The problem:
Begin at the line that contains "steeple roof on this basis." and quote each line exactly through the last one. Leave pictures out.

-- begin Recorded information --

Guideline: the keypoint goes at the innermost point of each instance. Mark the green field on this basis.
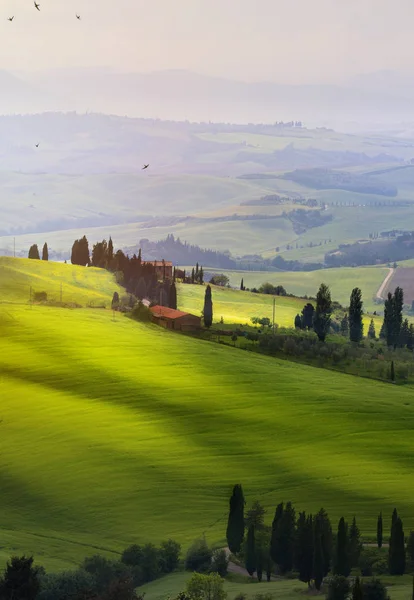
(115, 432)
(341, 282)
(399, 588)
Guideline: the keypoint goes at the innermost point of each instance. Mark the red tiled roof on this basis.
(157, 263)
(169, 313)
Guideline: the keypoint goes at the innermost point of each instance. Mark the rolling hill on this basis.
(114, 431)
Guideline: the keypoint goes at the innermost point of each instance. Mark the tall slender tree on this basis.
(379, 530)
(322, 317)
(45, 252)
(172, 299)
(317, 555)
(396, 550)
(356, 326)
(208, 308)
(235, 523)
(342, 564)
(250, 554)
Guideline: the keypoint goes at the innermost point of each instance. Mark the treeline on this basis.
(183, 253)
(322, 179)
(306, 544)
(35, 254)
(373, 252)
(98, 577)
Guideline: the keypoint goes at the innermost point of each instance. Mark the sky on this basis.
(287, 41)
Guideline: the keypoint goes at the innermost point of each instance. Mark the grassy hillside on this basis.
(76, 284)
(341, 282)
(114, 432)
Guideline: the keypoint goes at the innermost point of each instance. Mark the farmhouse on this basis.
(175, 319)
(163, 268)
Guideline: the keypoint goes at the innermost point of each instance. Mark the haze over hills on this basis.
(202, 98)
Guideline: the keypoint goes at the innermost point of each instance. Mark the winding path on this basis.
(384, 284)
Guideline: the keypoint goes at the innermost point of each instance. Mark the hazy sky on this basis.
(280, 40)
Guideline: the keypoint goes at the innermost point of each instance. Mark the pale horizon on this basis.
(285, 42)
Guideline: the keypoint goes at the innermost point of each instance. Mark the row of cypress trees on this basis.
(304, 543)
(34, 252)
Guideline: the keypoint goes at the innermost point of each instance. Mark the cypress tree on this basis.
(45, 252)
(379, 531)
(172, 299)
(356, 327)
(322, 317)
(355, 545)
(34, 252)
(250, 552)
(342, 566)
(371, 330)
(275, 551)
(357, 593)
(208, 308)
(235, 523)
(396, 550)
(317, 555)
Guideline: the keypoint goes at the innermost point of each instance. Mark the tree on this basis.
(275, 551)
(45, 252)
(235, 523)
(220, 562)
(115, 301)
(356, 326)
(208, 308)
(392, 371)
(357, 592)
(322, 317)
(308, 312)
(342, 565)
(317, 555)
(355, 545)
(338, 588)
(172, 297)
(250, 551)
(34, 252)
(379, 531)
(255, 516)
(20, 580)
(206, 587)
(396, 550)
(410, 552)
(304, 546)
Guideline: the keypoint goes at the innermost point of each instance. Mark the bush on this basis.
(40, 296)
(140, 312)
(198, 556)
(220, 563)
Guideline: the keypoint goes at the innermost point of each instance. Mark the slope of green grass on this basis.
(77, 284)
(114, 432)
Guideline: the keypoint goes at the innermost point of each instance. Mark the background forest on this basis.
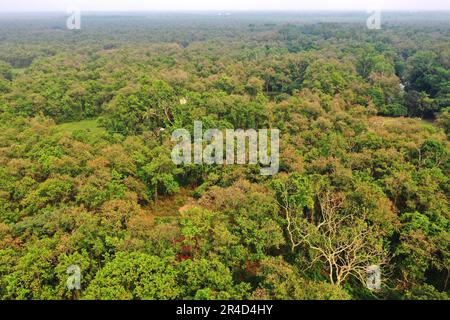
(86, 176)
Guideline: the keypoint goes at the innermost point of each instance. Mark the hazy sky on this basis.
(135, 5)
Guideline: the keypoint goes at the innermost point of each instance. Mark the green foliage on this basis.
(87, 179)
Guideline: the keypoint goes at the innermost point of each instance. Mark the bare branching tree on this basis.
(343, 241)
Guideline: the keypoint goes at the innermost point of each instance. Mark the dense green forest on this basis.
(86, 176)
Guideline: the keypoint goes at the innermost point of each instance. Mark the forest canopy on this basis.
(86, 176)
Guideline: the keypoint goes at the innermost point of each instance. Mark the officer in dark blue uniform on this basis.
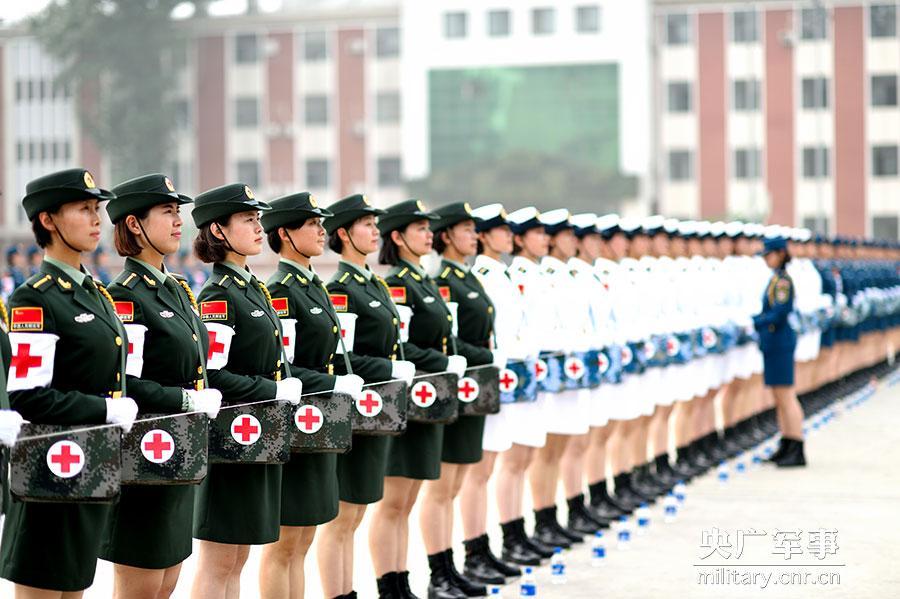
(777, 341)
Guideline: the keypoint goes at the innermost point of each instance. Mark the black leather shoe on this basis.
(516, 548)
(442, 585)
(793, 455)
(468, 587)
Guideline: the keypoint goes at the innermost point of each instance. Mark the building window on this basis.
(815, 92)
(315, 109)
(884, 90)
(246, 48)
(543, 21)
(315, 46)
(886, 227)
(248, 172)
(746, 95)
(246, 112)
(316, 174)
(387, 107)
(389, 172)
(387, 42)
(679, 96)
(813, 24)
(587, 19)
(747, 163)
(884, 161)
(815, 162)
(681, 165)
(498, 23)
(455, 24)
(883, 20)
(678, 30)
(744, 26)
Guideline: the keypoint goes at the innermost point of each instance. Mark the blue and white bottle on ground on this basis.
(670, 508)
(598, 550)
(557, 567)
(642, 514)
(528, 585)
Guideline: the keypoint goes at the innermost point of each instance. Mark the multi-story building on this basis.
(786, 111)
(306, 98)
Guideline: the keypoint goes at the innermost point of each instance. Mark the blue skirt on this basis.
(778, 368)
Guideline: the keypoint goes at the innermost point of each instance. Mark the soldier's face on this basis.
(308, 239)
(78, 222)
(163, 228)
(244, 232)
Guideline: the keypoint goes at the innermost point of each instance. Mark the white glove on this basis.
(403, 370)
(122, 412)
(457, 365)
(10, 425)
(349, 384)
(289, 389)
(207, 400)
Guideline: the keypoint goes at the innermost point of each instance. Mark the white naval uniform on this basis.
(510, 335)
(569, 317)
(527, 420)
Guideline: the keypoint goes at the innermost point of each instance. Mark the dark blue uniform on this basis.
(777, 339)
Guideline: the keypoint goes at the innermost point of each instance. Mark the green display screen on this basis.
(569, 112)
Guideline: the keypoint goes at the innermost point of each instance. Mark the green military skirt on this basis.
(309, 489)
(52, 545)
(150, 526)
(361, 470)
(416, 453)
(462, 440)
(239, 504)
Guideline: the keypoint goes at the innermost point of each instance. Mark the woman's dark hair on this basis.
(209, 248)
(42, 236)
(274, 239)
(389, 253)
(126, 242)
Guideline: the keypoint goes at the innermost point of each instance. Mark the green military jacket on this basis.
(431, 324)
(165, 333)
(377, 335)
(310, 326)
(76, 328)
(475, 312)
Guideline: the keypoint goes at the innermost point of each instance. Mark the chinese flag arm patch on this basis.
(125, 311)
(398, 294)
(339, 301)
(32, 360)
(217, 310)
(27, 319)
(280, 304)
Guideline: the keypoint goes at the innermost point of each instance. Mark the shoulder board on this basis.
(339, 301)
(39, 282)
(280, 304)
(398, 294)
(224, 281)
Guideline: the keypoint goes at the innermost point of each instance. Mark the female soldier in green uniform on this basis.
(357, 290)
(416, 455)
(149, 532)
(62, 316)
(455, 240)
(237, 505)
(309, 485)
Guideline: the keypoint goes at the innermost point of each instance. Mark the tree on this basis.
(119, 55)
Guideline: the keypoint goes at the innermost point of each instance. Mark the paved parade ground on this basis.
(832, 524)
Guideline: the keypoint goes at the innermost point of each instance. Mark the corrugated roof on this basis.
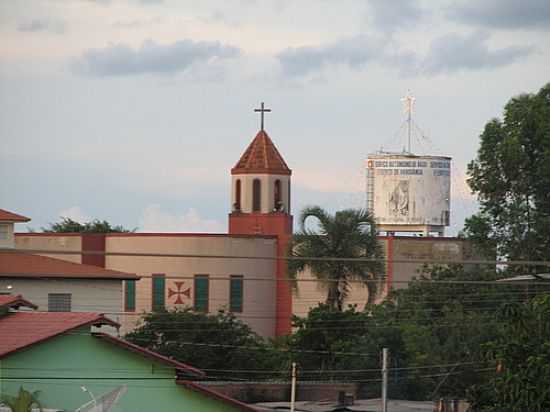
(15, 301)
(261, 156)
(20, 330)
(150, 354)
(18, 264)
(7, 216)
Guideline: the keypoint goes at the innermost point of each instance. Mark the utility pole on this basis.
(385, 380)
(293, 388)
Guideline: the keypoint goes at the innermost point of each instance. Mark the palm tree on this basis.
(349, 233)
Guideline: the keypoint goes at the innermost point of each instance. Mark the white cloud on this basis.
(154, 219)
(75, 213)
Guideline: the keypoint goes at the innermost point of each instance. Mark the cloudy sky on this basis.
(134, 111)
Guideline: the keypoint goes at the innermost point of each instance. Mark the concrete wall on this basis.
(253, 392)
(79, 357)
(437, 249)
(259, 288)
(309, 294)
(50, 241)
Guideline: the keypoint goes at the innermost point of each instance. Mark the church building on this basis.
(240, 271)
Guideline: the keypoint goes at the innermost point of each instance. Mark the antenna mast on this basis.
(408, 102)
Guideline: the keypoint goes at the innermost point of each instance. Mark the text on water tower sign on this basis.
(410, 167)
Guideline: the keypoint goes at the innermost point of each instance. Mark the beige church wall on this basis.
(6, 231)
(436, 249)
(66, 242)
(309, 293)
(258, 294)
(268, 191)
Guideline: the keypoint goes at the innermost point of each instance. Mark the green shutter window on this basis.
(130, 297)
(201, 293)
(236, 293)
(159, 284)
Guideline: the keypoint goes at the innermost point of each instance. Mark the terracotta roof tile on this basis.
(6, 216)
(17, 264)
(15, 301)
(20, 330)
(261, 156)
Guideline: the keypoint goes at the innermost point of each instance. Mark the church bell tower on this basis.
(260, 205)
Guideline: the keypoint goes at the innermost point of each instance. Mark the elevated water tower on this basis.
(407, 192)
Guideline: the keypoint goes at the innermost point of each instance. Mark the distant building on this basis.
(243, 274)
(58, 285)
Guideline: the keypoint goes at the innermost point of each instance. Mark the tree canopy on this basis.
(348, 233)
(68, 225)
(511, 178)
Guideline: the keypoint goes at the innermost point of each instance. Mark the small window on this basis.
(130, 296)
(238, 196)
(288, 204)
(159, 284)
(236, 293)
(277, 189)
(256, 195)
(59, 302)
(3, 232)
(201, 293)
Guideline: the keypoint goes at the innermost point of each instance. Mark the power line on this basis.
(275, 258)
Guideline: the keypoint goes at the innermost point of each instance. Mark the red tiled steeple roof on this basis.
(6, 216)
(261, 156)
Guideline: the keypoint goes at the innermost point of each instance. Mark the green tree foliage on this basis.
(445, 323)
(218, 342)
(511, 178)
(67, 225)
(522, 355)
(25, 401)
(348, 234)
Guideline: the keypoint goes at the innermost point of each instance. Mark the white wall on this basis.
(99, 295)
(268, 191)
(7, 231)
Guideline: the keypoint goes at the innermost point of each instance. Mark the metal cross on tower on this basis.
(262, 110)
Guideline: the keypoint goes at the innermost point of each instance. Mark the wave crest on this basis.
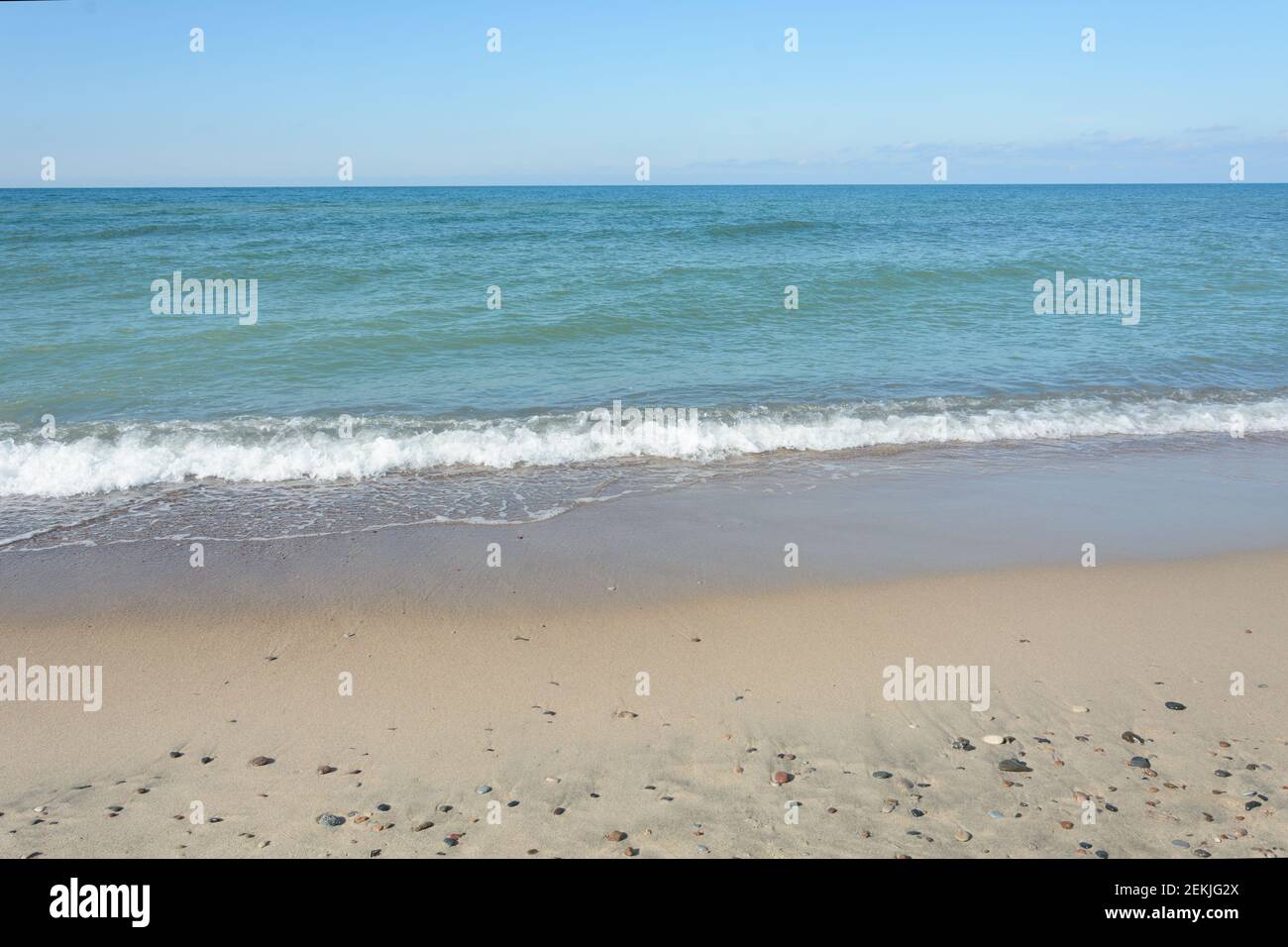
(103, 458)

-- end Recorded information --

Exercise output:
Guideline: the keypoint goes at the innermost point of each instance. Mark the red tiled steeple roof on this basis.
(6, 216)
(261, 156)
Guideline: the keypoint goes at the innermost point of each instance. Mark the green tree foliage on this basis.
(445, 323)
(218, 342)
(511, 178)
(67, 225)
(522, 355)
(25, 401)
(348, 234)
Guideline: the keypoint goes at the innermost point of each instance. Mark the white wall on this basis.
(99, 295)
(268, 191)
(7, 231)
Guideline: the keypoint goes at the innermost point of each instance. Mark the metal cross on tower on this basis.
(262, 110)
Guideline: the keypoint goes at the innermost point of each instance. Mark the wave crest on this basis.
(103, 458)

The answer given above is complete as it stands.